---- DATA PROVIDED

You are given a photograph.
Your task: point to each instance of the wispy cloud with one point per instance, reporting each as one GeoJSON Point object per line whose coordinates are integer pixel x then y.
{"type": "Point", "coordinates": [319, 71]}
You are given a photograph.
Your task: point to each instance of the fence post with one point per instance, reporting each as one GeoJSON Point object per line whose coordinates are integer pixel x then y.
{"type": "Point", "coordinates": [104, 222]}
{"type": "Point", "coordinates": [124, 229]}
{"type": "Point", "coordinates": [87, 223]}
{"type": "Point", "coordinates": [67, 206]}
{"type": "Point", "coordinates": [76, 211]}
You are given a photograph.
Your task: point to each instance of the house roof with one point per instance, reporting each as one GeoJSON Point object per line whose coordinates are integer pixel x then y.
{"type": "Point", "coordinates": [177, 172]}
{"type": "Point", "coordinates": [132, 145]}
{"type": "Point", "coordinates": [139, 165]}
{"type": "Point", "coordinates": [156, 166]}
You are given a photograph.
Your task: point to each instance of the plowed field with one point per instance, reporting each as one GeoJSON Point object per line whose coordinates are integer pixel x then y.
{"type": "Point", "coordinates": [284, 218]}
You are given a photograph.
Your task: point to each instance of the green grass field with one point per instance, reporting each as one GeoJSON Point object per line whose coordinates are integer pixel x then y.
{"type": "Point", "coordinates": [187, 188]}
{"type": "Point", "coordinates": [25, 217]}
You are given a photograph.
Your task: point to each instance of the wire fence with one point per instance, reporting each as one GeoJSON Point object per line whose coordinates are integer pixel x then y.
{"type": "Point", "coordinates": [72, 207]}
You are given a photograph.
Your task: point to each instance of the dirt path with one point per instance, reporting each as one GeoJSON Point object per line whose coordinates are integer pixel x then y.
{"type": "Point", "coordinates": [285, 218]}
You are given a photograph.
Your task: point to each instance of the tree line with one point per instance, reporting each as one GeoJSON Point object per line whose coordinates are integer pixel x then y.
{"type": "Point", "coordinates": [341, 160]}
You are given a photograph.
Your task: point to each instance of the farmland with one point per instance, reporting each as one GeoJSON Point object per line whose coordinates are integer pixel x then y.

--------

Retype all of the data shown above, word for word.

You are given a photograph.
Your task: point to each instance of the wispy cloud with one point per instance, reporting each as one GeoJSON Point object per line whose coordinates are integer pixel x then y.
{"type": "Point", "coordinates": [319, 71]}
You are given a photograph.
Your task: point to each instance of the fence post with one point per instance, reporting each as one GeoJSON Point object per line whose coordinates are integer pixel x then y.
{"type": "Point", "coordinates": [104, 222]}
{"type": "Point", "coordinates": [124, 229]}
{"type": "Point", "coordinates": [87, 223]}
{"type": "Point", "coordinates": [67, 206]}
{"type": "Point", "coordinates": [76, 211]}
You are given a photograph.
Your task: point to each instance of the house roof with one point per instance, reporting each as one GeoJSON Point object per line whose coordinates are integer pixel x then y.
{"type": "Point", "coordinates": [177, 172]}
{"type": "Point", "coordinates": [132, 145]}
{"type": "Point", "coordinates": [139, 165]}
{"type": "Point", "coordinates": [156, 166]}
You are given a photograph.
Your task: point to each instance of the plowed field with one point per instance, reporting each as one GeoJSON Point object per line whose coordinates are integer pixel x then y.
{"type": "Point", "coordinates": [284, 218]}
You are given a photograph.
Your task: point to each instance of the green grass field with one point per instance, reporting each as one GeoJSON Point object per line whose coordinates are integer pixel x then y.
{"type": "Point", "coordinates": [187, 188]}
{"type": "Point", "coordinates": [25, 217]}
You are given a photograph.
Your task: point to each instance of the wire fence with one point per instance, reporting each as one GeoJSON Point object per line whose coordinates are integer pixel x then y.
{"type": "Point", "coordinates": [72, 207]}
You are given a photograph.
Your task: point to each instance of the dirt path with one point per instance, reporting each as one GeoJSON Point object per line whose coordinates are integer pixel x then y.
{"type": "Point", "coordinates": [285, 218]}
You are given a photograph.
Your task: point to each instance of the tree line with one point per instance, reporting each as one GeoJSON Point object per line whose coordinates are integer pixel x then y.
{"type": "Point", "coordinates": [341, 160]}
You are given a photograph.
Your task: point to each instance of the farmland with one point per instance, reporting each as one GeoJSON Point object per line whose coordinates are integer pixel x then y.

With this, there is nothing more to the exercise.